● **EXCERPTED TEXT**
****************************************

Training - ChemAgent

Overview

The LlaSMol training script uses LoRA (Low-Rank Adaptation) to efficiently fine-tune large language models on chemistry tasks. It supports distributed training, Weights & Biases integration, and custom data collation.

Running Training

Basic Command

python finetune.py \
  --base_model="mistralai/Mistral-7B-v0.1" \
  --data_path="osunlp/SMolInstruct" \
  --output_dir="./checkpoints/llasmol" \
  --batch_size=512 \
  --micro_batch_size=4 \
  --num_epochs=3 \
  --learning_rate=1e-4

Distributed Training

torchrun --nproc_per_node=4 finetune.py \
  --base_model="mistralai/Mistral-7B-v0.1" \
  --data_path="osunlp/SMolInstruct" \
  --output_dir="./checkpoints/llasmol" \
  --batch_size=512 \
  --micro_batch_size=4

Training Parameters

Model & Data

base_model

string

required

The base model to fine-tune. Supported models:

mistralai/Mistral-7B-v0.1
facebook/galactica-6.7b
meta-llama/Llama-2-7b-hf
codellama/CodeLlama-7b-hf

data_path

string

required

Path to the training dataset (Hugging Face dataset path or local path).

output_dir

string

default:"checkpoint"

Directory where model checkpoints will be saved.

train_split

string

default:"train"

Name of the training split in the dataset.

dev_split

string

default:"validation"

Name of the validation split in the dataset.

tasks

list[string]

default:"None"

Specific tasks to train on. If None, trains on all tasks in the dataset.

Training Hyperparameters

batch_size

int

default:"512"

Total batch size across all devices (effective batch size).

micro_batch_size

int

default:"4"

Batch size per device. Gradient accumulation steps are calculated as batch_size / micro_batch_size.

num_epochs

int

default:"3"

Number of training epochs.

learning_rate

float

default:"1e-4"

Learning rate for the optimizer.

cutoff_len

int

default:"512"

Maximum sequence length. Longer sequences will be truncated.

optim

string

default:"adamw_bnb_8bit"

Optimizer to use. Options include:

adamw_bnb_8bit: 8-bit AdamW (memory efficient)
adamw_torch: Standard PyTorch AdamW
Other HuggingFace-supported optimizers

lr_scheduler

string

default:"cosine"

Learning rate scheduler type. Options: cosine, linear, constant, etc.

warmup_steps

int

default:"1000"

Number of warmup steps for the learning rate scheduler.

use_val_set

bool

default:"True"

****************************************

[Point annotation dataset entries]
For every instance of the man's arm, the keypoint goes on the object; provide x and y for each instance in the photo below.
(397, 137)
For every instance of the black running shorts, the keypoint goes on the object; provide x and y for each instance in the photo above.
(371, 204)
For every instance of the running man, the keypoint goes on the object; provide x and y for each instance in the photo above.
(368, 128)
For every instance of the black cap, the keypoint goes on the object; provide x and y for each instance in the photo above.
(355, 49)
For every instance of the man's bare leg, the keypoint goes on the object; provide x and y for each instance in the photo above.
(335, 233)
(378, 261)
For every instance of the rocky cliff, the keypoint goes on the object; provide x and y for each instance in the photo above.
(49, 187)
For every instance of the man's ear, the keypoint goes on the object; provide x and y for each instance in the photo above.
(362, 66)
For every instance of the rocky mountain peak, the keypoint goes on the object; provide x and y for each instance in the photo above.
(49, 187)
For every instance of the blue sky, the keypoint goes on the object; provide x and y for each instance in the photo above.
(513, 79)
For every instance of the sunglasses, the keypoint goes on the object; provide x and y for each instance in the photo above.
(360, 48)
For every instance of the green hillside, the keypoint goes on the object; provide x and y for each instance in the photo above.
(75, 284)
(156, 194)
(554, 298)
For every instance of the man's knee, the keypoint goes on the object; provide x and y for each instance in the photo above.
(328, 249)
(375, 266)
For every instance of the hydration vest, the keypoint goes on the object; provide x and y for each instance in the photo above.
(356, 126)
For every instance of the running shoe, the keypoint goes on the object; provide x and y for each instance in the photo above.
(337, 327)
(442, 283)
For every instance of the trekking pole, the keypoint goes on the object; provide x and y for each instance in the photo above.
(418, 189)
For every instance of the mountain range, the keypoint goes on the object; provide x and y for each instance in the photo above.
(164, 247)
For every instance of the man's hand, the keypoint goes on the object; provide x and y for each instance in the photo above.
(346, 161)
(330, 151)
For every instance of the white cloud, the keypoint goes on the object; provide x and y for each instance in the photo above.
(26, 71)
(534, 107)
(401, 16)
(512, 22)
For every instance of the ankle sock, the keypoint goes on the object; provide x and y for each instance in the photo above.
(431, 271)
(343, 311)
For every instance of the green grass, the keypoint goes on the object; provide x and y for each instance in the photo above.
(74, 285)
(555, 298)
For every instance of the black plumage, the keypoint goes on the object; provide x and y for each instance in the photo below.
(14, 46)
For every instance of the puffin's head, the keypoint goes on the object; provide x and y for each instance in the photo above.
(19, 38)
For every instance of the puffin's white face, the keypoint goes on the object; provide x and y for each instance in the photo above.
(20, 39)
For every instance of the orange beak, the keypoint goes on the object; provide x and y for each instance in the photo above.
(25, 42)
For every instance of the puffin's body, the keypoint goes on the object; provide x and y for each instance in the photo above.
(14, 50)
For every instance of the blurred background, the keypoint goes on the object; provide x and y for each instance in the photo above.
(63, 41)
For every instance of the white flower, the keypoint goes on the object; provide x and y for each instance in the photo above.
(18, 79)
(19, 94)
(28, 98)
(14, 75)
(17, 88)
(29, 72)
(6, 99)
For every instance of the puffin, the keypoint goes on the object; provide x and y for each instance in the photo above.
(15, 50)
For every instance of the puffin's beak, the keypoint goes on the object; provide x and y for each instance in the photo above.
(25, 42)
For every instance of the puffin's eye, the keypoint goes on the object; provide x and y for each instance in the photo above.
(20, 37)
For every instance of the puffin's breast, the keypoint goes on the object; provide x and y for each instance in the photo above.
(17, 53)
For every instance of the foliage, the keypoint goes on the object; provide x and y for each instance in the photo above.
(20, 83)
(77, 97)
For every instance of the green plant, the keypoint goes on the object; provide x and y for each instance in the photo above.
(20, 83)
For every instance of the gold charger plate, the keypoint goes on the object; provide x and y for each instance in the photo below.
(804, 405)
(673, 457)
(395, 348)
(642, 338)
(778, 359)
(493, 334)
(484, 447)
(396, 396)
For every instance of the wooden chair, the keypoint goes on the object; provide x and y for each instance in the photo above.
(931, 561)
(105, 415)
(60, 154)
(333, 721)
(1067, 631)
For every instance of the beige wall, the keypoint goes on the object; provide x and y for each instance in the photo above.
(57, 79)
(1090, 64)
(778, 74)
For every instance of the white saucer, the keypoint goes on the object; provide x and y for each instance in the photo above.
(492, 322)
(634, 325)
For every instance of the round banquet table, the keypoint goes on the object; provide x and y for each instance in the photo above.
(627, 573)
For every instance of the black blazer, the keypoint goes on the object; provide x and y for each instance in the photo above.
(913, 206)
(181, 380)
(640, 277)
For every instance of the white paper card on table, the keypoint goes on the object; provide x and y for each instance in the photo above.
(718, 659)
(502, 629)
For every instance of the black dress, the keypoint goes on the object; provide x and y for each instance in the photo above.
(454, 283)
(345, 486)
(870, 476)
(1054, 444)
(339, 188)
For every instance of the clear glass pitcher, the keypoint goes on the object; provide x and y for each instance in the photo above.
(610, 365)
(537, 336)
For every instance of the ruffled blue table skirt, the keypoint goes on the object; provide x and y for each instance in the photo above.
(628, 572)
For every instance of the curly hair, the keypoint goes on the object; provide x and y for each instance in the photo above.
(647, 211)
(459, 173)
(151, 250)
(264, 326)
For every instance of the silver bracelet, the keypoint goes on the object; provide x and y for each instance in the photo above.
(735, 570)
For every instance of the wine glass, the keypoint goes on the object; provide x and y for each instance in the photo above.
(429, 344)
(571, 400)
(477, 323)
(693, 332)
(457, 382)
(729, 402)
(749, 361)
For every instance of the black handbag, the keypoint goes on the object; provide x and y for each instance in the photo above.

****************************************

● **WHAT IS BEING ASKED**
Print the part of the ChemAgent training page starting at "The base model" and ending at "or local path).". You won't need the entries for this.

● **WRITTEN RESPONSE**
The base model to fine-tune. Supported models:

mistralai/Mistral-7B-v0.1
facebook/galactica-6.7b
meta-llama/Llama-2-7b-hf
codellama/CodeLlama-7b-hf

data_path

string

required

Path to the training dataset (Hugging Face dataset path or local path).